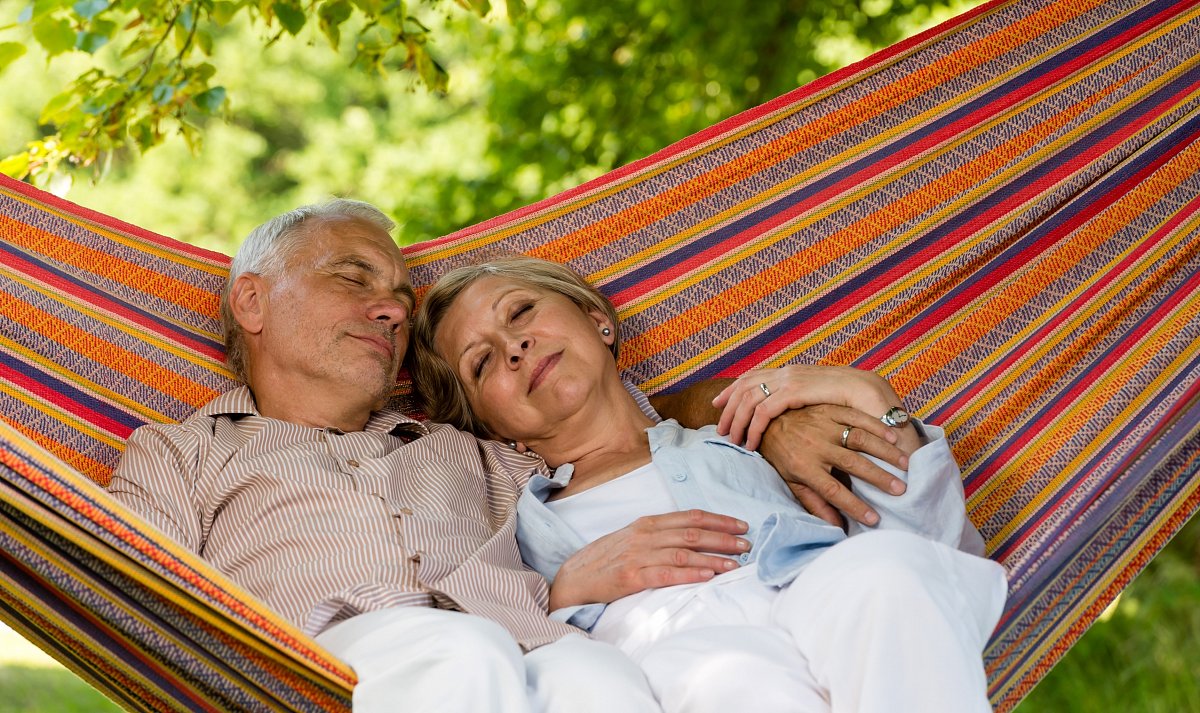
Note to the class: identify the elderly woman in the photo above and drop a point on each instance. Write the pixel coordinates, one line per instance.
(808, 619)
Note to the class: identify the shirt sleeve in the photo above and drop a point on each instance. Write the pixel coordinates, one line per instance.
(643, 402)
(583, 616)
(156, 479)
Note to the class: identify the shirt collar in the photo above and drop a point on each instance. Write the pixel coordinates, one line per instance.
(240, 403)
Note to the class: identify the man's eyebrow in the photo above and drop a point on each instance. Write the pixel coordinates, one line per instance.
(353, 261)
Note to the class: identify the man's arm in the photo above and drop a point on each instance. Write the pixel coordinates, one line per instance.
(154, 479)
(804, 444)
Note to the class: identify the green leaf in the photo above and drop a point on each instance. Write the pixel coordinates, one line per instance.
(370, 7)
(10, 52)
(186, 18)
(479, 7)
(204, 41)
(431, 72)
(54, 35)
(90, 41)
(90, 9)
(225, 12)
(203, 72)
(162, 94)
(40, 9)
(210, 101)
(291, 16)
(57, 105)
(331, 16)
(16, 166)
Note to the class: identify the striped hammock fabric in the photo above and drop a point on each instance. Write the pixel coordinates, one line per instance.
(1001, 215)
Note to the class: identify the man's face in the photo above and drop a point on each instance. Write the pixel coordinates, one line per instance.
(336, 321)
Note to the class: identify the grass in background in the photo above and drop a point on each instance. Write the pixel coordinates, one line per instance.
(1143, 657)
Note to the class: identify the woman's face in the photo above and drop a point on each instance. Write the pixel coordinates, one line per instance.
(528, 358)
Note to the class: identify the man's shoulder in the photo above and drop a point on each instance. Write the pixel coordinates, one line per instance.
(231, 405)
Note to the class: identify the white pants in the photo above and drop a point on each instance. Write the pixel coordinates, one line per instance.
(417, 659)
(882, 622)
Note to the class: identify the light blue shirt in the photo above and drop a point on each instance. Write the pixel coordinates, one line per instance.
(705, 471)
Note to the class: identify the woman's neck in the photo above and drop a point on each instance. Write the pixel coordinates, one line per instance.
(609, 441)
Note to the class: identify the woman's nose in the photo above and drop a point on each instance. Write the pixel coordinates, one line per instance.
(517, 348)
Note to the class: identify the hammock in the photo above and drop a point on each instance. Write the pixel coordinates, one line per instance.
(1001, 215)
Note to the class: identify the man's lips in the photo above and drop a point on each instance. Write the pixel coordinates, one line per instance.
(381, 342)
(543, 369)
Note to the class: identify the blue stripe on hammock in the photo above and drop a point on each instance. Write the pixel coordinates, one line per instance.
(657, 267)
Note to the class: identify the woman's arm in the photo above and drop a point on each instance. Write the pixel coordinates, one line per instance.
(654, 551)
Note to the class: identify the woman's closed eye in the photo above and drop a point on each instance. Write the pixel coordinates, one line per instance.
(520, 310)
(480, 363)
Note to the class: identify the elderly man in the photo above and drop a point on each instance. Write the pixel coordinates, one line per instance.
(390, 539)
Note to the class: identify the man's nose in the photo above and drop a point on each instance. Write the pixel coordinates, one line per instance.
(390, 311)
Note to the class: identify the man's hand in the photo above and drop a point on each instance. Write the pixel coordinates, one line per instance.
(805, 447)
(759, 396)
(654, 551)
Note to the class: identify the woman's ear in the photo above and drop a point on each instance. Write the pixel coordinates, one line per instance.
(247, 297)
(604, 325)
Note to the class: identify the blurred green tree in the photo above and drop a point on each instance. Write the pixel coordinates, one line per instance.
(534, 103)
(149, 71)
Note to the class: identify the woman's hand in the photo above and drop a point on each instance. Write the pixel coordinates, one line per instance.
(747, 408)
(814, 424)
(654, 551)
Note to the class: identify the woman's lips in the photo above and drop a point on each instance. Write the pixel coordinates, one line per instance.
(543, 369)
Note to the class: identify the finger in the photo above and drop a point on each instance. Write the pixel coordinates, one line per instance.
(856, 465)
(816, 505)
(700, 540)
(743, 414)
(667, 576)
(730, 396)
(863, 442)
(828, 490)
(724, 396)
(766, 412)
(864, 421)
(694, 519)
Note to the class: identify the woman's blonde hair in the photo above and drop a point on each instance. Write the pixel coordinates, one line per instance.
(437, 383)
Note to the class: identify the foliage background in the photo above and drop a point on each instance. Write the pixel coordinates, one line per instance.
(534, 105)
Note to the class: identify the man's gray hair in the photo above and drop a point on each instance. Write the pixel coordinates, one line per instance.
(267, 250)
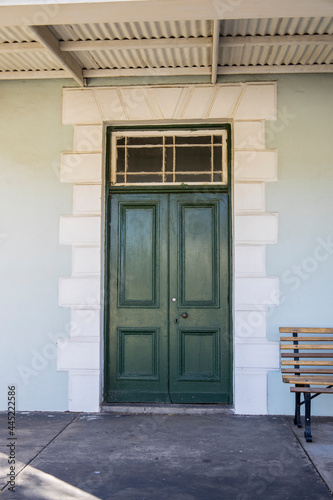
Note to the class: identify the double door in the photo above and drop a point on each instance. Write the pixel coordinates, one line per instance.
(167, 334)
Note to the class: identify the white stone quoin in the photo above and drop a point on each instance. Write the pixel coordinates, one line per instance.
(246, 106)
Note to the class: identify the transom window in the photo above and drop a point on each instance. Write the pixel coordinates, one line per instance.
(169, 157)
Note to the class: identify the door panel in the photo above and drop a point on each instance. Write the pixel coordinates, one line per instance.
(199, 342)
(168, 335)
(137, 343)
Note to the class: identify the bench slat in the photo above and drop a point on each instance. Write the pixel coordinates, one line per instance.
(306, 339)
(311, 390)
(306, 355)
(305, 330)
(306, 370)
(307, 362)
(307, 346)
(293, 379)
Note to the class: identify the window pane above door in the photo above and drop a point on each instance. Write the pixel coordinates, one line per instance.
(169, 157)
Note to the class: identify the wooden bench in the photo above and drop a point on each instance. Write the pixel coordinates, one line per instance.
(307, 363)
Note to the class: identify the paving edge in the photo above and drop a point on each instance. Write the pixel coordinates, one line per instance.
(166, 409)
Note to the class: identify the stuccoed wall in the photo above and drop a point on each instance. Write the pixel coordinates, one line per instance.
(303, 257)
(31, 259)
(32, 199)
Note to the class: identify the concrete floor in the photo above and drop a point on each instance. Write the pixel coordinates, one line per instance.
(65, 456)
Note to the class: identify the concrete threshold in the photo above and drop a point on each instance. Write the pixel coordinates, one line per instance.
(167, 409)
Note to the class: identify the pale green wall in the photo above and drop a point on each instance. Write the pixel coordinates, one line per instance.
(32, 198)
(303, 198)
(31, 259)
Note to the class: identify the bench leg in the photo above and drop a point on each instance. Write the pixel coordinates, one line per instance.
(297, 419)
(307, 432)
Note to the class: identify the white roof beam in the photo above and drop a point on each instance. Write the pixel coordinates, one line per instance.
(257, 41)
(45, 36)
(85, 11)
(33, 75)
(215, 49)
(268, 70)
(146, 72)
(164, 43)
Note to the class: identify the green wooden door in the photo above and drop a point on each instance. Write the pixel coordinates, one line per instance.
(168, 287)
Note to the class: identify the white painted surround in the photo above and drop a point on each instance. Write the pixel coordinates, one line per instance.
(246, 106)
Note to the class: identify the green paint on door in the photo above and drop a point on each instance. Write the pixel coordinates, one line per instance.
(168, 334)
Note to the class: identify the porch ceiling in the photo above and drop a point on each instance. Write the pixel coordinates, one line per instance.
(166, 47)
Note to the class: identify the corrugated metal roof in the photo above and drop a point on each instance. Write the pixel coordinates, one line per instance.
(248, 48)
(283, 26)
(15, 34)
(28, 61)
(136, 31)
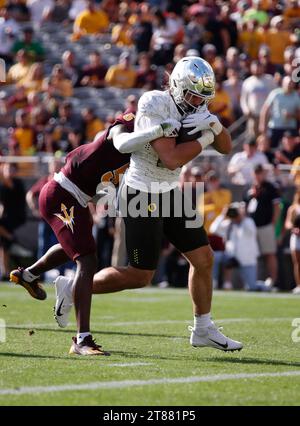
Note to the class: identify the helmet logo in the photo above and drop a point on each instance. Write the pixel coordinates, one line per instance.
(208, 81)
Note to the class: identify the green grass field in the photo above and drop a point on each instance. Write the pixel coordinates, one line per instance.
(151, 361)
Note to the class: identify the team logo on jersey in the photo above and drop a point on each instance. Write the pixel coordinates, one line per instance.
(152, 207)
(66, 218)
(128, 117)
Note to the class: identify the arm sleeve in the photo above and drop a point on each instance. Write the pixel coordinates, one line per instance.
(218, 226)
(151, 111)
(130, 142)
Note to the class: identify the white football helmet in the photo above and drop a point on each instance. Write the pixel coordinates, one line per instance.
(192, 76)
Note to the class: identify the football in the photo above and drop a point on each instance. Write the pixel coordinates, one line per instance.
(184, 137)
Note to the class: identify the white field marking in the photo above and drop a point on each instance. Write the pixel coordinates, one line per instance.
(150, 382)
(128, 323)
(128, 364)
(9, 288)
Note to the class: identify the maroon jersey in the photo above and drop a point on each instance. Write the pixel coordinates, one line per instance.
(99, 161)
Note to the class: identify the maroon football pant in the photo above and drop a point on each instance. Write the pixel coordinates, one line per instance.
(71, 223)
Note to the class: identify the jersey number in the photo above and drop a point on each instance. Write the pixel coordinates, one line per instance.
(114, 176)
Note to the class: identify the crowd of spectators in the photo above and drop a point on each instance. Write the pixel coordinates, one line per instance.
(54, 101)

● **Set problem**: Edit everything from the start of the records down to and including the line that contains "(1143, 657)", replacing "pixel coordinates" with "image coordinates" and keeping all else unchanged. Leave the pictures out of your answer.

● **Response**:
Note to the class: identify the elderly woman in the photo above and drop a point on each instance. Write the image coordinates, one line per instance.
(808, 619)
Note to the class: identify the shirt sleeve in the photo above and drop a point on each instance. Write the image coordinates, one line per instance.
(643, 402)
(583, 616)
(156, 479)
Note to the class: identify the shirt collar in the photo above and drop a point on each instance. Write the image coordinates, one line per instance.
(240, 403)
Note to the class: identify the man's eyebrow in the photo above and drop a point on each instance. Write the image coordinates, one line per instance.
(353, 261)
Note to the class: identify the man's arm in the photo above and drop a point on each instance. Write the image coordinates, one line per instance.
(154, 479)
(804, 444)
Note to the class: identify the green leaf in the photo above and drop a point on each instance. Write the image coordinates, one line per instance.
(370, 7)
(10, 52)
(186, 18)
(479, 7)
(204, 41)
(431, 72)
(54, 35)
(90, 41)
(90, 9)
(225, 12)
(203, 72)
(162, 94)
(40, 9)
(210, 101)
(291, 16)
(57, 105)
(331, 16)
(16, 166)
Note to the class: identify the striped hammock fabric in the photo above and drop a point on each instance. Write the image coordinates, one line per instance.
(1001, 215)
Note to the class: identify the man's face in the photo above and drop a point on each instance. Write the image coordinates, one line per instance.
(336, 321)
Note to the class: identify the grass in background in the photo above and drop a point on each instance. Write the image coordinates, one line per instance.
(1143, 657)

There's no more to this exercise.